* begin GIVEN RECORDS *

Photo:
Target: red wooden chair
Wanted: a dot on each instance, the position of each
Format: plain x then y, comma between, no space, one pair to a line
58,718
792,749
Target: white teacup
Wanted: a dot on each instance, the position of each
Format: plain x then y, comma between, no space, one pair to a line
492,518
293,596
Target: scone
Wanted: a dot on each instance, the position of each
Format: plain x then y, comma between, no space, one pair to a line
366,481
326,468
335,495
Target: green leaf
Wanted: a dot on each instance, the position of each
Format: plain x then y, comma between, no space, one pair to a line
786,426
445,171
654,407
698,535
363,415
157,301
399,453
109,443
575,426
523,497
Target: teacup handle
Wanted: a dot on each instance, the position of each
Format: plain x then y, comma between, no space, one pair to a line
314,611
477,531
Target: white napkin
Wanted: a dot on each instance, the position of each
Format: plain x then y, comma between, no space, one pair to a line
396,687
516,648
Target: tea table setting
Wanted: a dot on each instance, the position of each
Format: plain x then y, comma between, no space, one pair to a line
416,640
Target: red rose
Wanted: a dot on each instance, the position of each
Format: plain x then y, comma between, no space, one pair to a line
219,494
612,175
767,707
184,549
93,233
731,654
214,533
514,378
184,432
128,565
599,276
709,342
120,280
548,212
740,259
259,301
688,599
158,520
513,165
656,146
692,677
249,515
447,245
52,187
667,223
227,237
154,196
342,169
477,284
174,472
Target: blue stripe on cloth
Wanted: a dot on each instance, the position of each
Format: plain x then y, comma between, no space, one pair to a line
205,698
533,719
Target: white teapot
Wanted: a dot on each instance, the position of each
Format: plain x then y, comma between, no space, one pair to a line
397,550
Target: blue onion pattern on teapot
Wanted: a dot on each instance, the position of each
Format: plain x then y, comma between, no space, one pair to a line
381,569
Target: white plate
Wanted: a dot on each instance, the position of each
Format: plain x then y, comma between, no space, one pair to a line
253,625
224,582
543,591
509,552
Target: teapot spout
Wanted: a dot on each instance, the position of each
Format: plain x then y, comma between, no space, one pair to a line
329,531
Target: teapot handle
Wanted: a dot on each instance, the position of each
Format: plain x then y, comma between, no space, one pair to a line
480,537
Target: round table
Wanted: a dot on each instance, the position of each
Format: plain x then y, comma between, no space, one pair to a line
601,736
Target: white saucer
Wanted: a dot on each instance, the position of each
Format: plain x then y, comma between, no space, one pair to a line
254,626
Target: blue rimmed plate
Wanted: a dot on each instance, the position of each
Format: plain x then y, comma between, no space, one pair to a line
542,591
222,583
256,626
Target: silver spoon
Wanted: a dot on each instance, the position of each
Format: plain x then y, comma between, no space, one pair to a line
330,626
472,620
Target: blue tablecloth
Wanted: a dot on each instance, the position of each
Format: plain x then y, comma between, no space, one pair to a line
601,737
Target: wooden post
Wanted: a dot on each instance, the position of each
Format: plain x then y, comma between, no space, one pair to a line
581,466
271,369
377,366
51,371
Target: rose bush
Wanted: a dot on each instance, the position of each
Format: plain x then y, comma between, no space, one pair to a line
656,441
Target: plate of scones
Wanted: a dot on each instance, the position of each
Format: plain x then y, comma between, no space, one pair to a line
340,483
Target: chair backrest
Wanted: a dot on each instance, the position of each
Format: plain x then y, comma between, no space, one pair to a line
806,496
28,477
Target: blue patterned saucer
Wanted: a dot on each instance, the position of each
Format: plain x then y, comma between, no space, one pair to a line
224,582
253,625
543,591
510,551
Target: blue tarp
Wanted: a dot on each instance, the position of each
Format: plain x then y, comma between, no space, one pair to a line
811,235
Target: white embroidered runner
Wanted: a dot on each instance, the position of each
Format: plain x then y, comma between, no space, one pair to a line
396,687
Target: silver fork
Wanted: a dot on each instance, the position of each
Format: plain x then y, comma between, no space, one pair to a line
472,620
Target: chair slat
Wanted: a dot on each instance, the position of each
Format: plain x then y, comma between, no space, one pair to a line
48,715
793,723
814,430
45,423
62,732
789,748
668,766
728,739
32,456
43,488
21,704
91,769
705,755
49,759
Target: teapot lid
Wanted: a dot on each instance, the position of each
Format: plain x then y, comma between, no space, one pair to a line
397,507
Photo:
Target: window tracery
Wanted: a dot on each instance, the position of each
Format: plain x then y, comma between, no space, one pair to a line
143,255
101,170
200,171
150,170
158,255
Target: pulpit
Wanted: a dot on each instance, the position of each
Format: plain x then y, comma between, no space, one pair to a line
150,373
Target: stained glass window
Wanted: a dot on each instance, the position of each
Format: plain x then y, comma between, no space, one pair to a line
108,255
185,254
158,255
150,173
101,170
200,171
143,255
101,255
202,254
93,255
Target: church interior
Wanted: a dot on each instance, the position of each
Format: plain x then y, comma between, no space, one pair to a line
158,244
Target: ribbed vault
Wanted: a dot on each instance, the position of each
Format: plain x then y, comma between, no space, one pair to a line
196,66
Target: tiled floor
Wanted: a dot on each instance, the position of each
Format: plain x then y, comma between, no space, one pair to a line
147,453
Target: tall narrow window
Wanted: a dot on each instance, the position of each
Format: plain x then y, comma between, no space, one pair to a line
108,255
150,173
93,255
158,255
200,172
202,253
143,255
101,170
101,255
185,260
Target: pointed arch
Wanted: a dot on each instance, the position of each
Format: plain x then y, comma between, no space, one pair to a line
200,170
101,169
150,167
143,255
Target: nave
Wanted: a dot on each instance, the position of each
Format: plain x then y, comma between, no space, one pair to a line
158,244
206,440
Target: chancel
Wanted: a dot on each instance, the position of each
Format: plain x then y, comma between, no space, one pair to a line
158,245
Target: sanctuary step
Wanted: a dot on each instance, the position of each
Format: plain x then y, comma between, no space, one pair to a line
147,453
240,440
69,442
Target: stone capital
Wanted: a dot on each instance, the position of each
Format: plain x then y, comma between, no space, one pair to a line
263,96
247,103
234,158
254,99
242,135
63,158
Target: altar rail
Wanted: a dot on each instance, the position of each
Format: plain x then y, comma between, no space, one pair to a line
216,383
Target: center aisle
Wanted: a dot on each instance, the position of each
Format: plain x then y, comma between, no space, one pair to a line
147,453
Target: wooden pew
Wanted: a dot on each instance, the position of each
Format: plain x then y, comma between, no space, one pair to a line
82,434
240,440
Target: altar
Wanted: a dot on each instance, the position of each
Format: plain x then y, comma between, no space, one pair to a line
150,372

* end GIVEN RECORDS *

WRITTEN PROBLEM: Could you rewrite all the rows above as a Markdown table with the columns Index and Entry, numbering each line in order and leaving out blank lines?

REPLY TO THE EXERCISE:
| Index | Entry |
|---|---|
| 1 | Photo: |
| 2 | Target: red wooden chair |
| 3 | Wanted: a dot on each instance, the position of each |
| 4 | Format: plain x then y, comma between, no space, one pair to a line |
| 5 | 58,718 |
| 6 | 792,749 |
| 7 | Target: white teacup |
| 8 | Wanted: a dot on each instance, the position of each |
| 9 | Format: plain x then y, comma between, no space, one pair to a line |
| 10 | 492,518 |
| 11 | 293,596 |
| 12 | Target: scone |
| 13 | Wanted: a dot on each instance, the position of each |
| 14 | Format: plain x then y, comma between, no space, one pair to a line |
| 15 | 366,481 |
| 16 | 326,468 |
| 17 | 335,495 |
| 18 | Target: green leaf |
| 19 | Wanted: a dot on each instance, the position of each |
| 20 | Format: plain x then y, comma between, no space, one pair to a line |
| 21 | 786,426 |
| 22 | 445,171 |
| 23 | 654,407 |
| 24 | 698,535 |
| 25 | 363,415 |
| 26 | 157,301 |
| 27 | 399,453 |
| 28 | 109,443 |
| 29 | 575,426 |
| 30 | 523,497 |
| 31 | Target: teacup handle |
| 32 | Wanted: a dot on each instance, the position of each |
| 33 | Format: plain x then y, comma between, no space, one pair to a line |
| 34 | 314,611 |
| 35 | 477,531 |
| 36 | Target: white napkin |
| 37 | Wanted: a dot on each instance, the position of each |
| 38 | Format: plain x then y, comma between, no space, one pair to a line |
| 39 | 396,687 |
| 40 | 516,648 |
| 41 | Target: tea table setting |
| 42 | Wanted: a dot on each instance, the position of each |
| 43 | Format: plain x then y, comma between, no space, one pair to a line |
| 44 | 416,640 |
| 45 | Target: red rose |
| 46 | Wanted: a dot on each instance, the position of each |
| 47 | Format: plain x then y, comma between, no space, one pair to a line |
| 48 | 219,494 |
| 49 | 612,175 |
| 50 | 767,707 |
| 51 | 184,549 |
| 52 | 93,233 |
| 53 | 731,654 |
| 54 | 214,533 |
| 55 | 514,378 |
| 56 | 184,432 |
| 57 | 128,565 |
| 58 | 599,276 |
| 59 | 709,342 |
| 60 | 120,280 |
| 61 | 548,212 |
| 62 | 740,259 |
| 63 | 259,301 |
| 64 | 688,599 |
| 65 | 158,520 |
| 66 | 513,165 |
| 67 | 656,146 |
| 68 | 692,677 |
| 69 | 249,515 |
| 70 | 447,245 |
| 71 | 52,187 |
| 72 | 667,223 |
| 73 | 227,237 |
| 74 | 154,196 |
| 75 | 342,169 |
| 76 | 477,284 |
| 77 | 174,472 |
| 78 | Target: blue stripe on cloth |
| 79 | Wanted: a dot on each instance, the position of each |
| 80 | Format: plain x then y, comma between, no space, one pair to a line |
| 81 | 205,698 |
| 82 | 533,719 |
| 83 | Target: white teapot |
| 84 | Wanted: a dot on each instance, the position of each |
| 85 | Format: plain x then y, comma between, no space, one pair to a line |
| 86 | 397,550 |
| 87 | Target: blue onion pattern on teapot |
| 88 | Wanted: a dot on each instance, the position of each |
| 89 | Format: plain x then y, comma between, no space, one pair to a line |
| 90 | 381,569 |
| 91 | Target: white plate |
| 92 | Wanted: a dot on each instance, the position of each |
| 93 | Format: plain x then y, comma between, no space, one pair to a line |
| 94 | 253,625 |
| 95 | 224,582 |
| 96 | 543,591 |
| 97 | 509,552 |
| 98 | Target: teapot spout |
| 99 | Wanted: a dot on each instance, the position of each |
| 100 | Format: plain x then y, comma between, no space, one pair to a line |
| 101 | 329,531 |
| 102 | Target: teapot handle |
| 103 | Wanted: a dot on each instance, the position of each |
| 104 | Format: plain x then y, comma between, no space, one pair to a line |
| 105 | 480,537 |
| 106 | Target: round table |
| 107 | Wanted: a dot on each instance, the position of each |
| 108 | Format: plain x then y, comma between, no space, one pair to a line |
| 109 | 601,736 |
| 110 | Target: white saucer |
| 111 | Wanted: a dot on each instance, the position of each |
| 112 | Format: plain x then y, comma between, no space, one pair to a line |
| 113 | 254,626 |
| 114 | Target: blue rimmed plate |
| 115 | Wanted: a dot on each instance, the position of each |
| 116 | Format: plain x then y, comma between, no space, one pair to a line |
| 117 | 542,591 |
| 118 | 222,583 |
| 119 | 256,626 |
| 120 | Target: silver spoon |
| 121 | Wanted: a dot on each instance, the position of each |
| 122 | Format: plain x then y, comma between, no space, one pair to a line |
| 123 | 330,626 |
| 124 | 472,620 |
| 125 | Target: blue tablecloth |
| 126 | Wanted: a dot on each instance, the position of each |
| 127 | Format: plain x then y, comma between, no space, one pair to a line |
| 128 | 601,737 |
| 129 | Target: wooden post |
| 130 | Wanted: a dot on each instance, the position of each |
| 131 | Format: plain x then y, comma between, no space, one pair to a line |
| 132 | 581,466 |
| 133 | 271,369 |
| 134 | 377,366 |
| 135 | 51,371 |
| 136 | Target: rose bush |
| 137 | Wanted: a dot on each instance, the position of each |
| 138 | Format: plain x then y, comma between, no space, one pair to a line |
| 139 | 656,441 |
| 140 | Target: plate of scones |
| 141 | Wanted: a dot on each instance, the position of each |
| 142 | Format: plain x then y, comma between, no space, one pair to a line |
| 143 | 340,483 |
| 144 | Target: chair backrest |
| 145 | Wanted: a dot on each instance, the position of each |
| 146 | Format: plain x then y, comma between, no space, one pair to a line |
| 147 | 806,496 |
| 148 | 28,477 |
| 149 | Target: blue patterned saucer |
| 150 | Wanted: a dot on each instance, the position of each |
| 151 | Format: plain x then y, comma between, no space, one pair to a line |
| 152 | 224,582 |
| 153 | 253,625 |
| 154 | 543,591 |
| 155 | 510,551 |
| 156 | Target: blue tarp |
| 157 | Wanted: a dot on each instance, the position of each |
| 158 | Format: plain x then y, comma between, no space, one pair to a line |
| 159 | 811,235 |
| 160 | Target: white embroidered runner |
| 161 | Wanted: a dot on each instance, the position of each |
| 162 | Format: plain x then y, comma between, no space, one pair to a line |
| 163 | 396,687 |
| 164 | Target: silver fork |
| 165 | Wanted: a dot on each instance, the position of each |
| 166 | Format: plain x then y, comma between, no space, one pair to a line |
| 167 | 472,620 |
| 168 | Target: chair slat |
| 169 | Wanted: a dot on each instance, the position of each |
| 170 | Format: plain x then y, comma between, no space, one pair to a line |
| 171 | 48,715 |
| 172 | 793,723 |
| 173 | 814,430 |
| 174 | 45,423 |
| 175 | 62,732 |
| 176 | 789,748 |
| 177 | 668,766 |
| 178 | 728,739 |
| 179 | 32,456 |
| 180 | 43,488 |
| 181 | 21,704 |
| 182 | 91,769 |
| 183 | 705,755 |
| 184 | 49,759 |
| 185 | Target: teapot lid |
| 186 | Wanted: a dot on each instance, the position of each |
| 187 | Format: plain x then y, comma between, no space, one pair to a line |
| 188 | 397,507 |
| 189 | Photo: |
| 190 | Target: window tracery |
| 191 | Wanted: a dot on each instance, the position of each |
| 192 | Format: plain x then y, comma between, no space, one pair to a line |
| 193 | 143,255 |
| 194 | 101,170 |
| 195 | 200,171 |
| 196 | 150,170 |
| 197 | 158,255 |
| 198 | Target: pulpit |
| 199 | Wanted: a dot on each instance, the position of each |
| 200 | Format: plain x then y, comma between, no space, one pair to a line |
| 201 | 150,373 |
| 202 | Target: stained glass window |
| 203 | Wanted: a dot on each instance, the position of each |
| 204 | Format: plain x then y, comma between, no space, one pair to a line |
| 205 | 108,255 |
| 206 | 185,254 |
| 207 | 158,255 |
| 208 | 150,173 |
| 209 | 101,170 |
| 210 | 200,171 |
| 211 | 143,255 |
| 212 | 101,255 |
| 213 | 202,254 |
| 214 | 93,255 |
| 215 | Target: church interior |
| 216 | Wanted: a dot on each instance, the position of each |
| 217 | Format: plain x then y, comma between, no space, one pair to a line |
| 218 | 158,244 |
| 219 | Target: ribbed vault |
| 220 | Wanted: a dot on each instance, the position of each |
| 221 | Format: plain x then y, comma between, no space, one pair to a line |
| 222 | 196,66 |
| 223 | Target: tiled floor |
| 224 | Wanted: a dot on each instance, the position of each |
| 225 | Format: plain x then y, comma between, no space, one pair to a line |
| 226 | 147,453 |
| 227 | Target: tall narrow window |
| 228 | Wanted: a dot on each instance, the position of each |
| 229 | Format: plain x then y, comma between, no space, one pair to a line |
| 230 | 108,255 |
| 231 | 150,173 |
| 232 | 93,255 |
| 233 | 158,255 |
| 234 | 200,172 |
| 235 | 202,253 |
| 236 | 143,255 |
| 237 | 101,170 |
| 238 | 101,255 |
| 239 | 185,260 |
| 240 | Target: pointed arch |
| 241 | Wanted: a dot on each instance, the position of each |
| 242 | Format: plain x then y, comma between, no space, one pair to a line |
| 243 | 200,170 |
| 244 | 101,169 |
| 245 | 150,167 |
| 246 | 143,255 |
| 247 | Target: nave |
| 248 | Wanted: a dot on each instance, the position of each |
| 249 | Format: plain x then y, comma between, no space, one pair to a line |
| 250 | 158,244 |
| 251 | 206,440 |
| 252 | Target: chancel |
| 253 | Wanted: a dot on each instance, the position of each |
| 254 | Format: plain x then y, comma between, no space, one pair to a line |
| 255 | 158,245 |
| 256 | Target: sanctuary step |
| 257 | Wanted: a dot on each instance, the position of each |
| 258 | Format: plain x then y, comma between, no space, one pair to a line |
| 259 | 147,453 |
| 260 | 240,440 |
| 261 | 69,442 |
| 262 | Target: stone capital |
| 263 | Wanted: a dot on each instance, the position of each |
| 264 | Format: plain x then y, comma between, no space, one pair to a line |
| 265 | 263,96 |
| 266 | 247,103 |
| 267 | 234,158 |
| 268 | 254,99 |
| 269 | 242,135 |
| 270 | 63,158 |
| 271 | Target: altar rail |
| 272 | Wanted: a dot on each instance, the position of each |
| 273 | Format: plain x then y, comma between, no space, one pair to a line |
| 274 | 216,383 |
| 275 | Target: center aisle |
| 276 | Wanted: a dot on each instance, the position of each |
| 277 | Format: plain x then y, comma between, no space, one pair to a line |
| 278 | 147,453 |
| 279 | Target: wooden pew |
| 280 | Wanted: a dot on each instance, the position of each |
| 281 | Format: plain x then y, comma between, no space, one pair to a line |
| 282 | 82,434 |
| 283 | 240,440 |
| 284 | Target: altar |
| 285 | Wanted: a dot on each instance, the position of each |
| 286 | Format: plain x then y, comma between, no space, one pair to a line |
| 287 | 150,372 |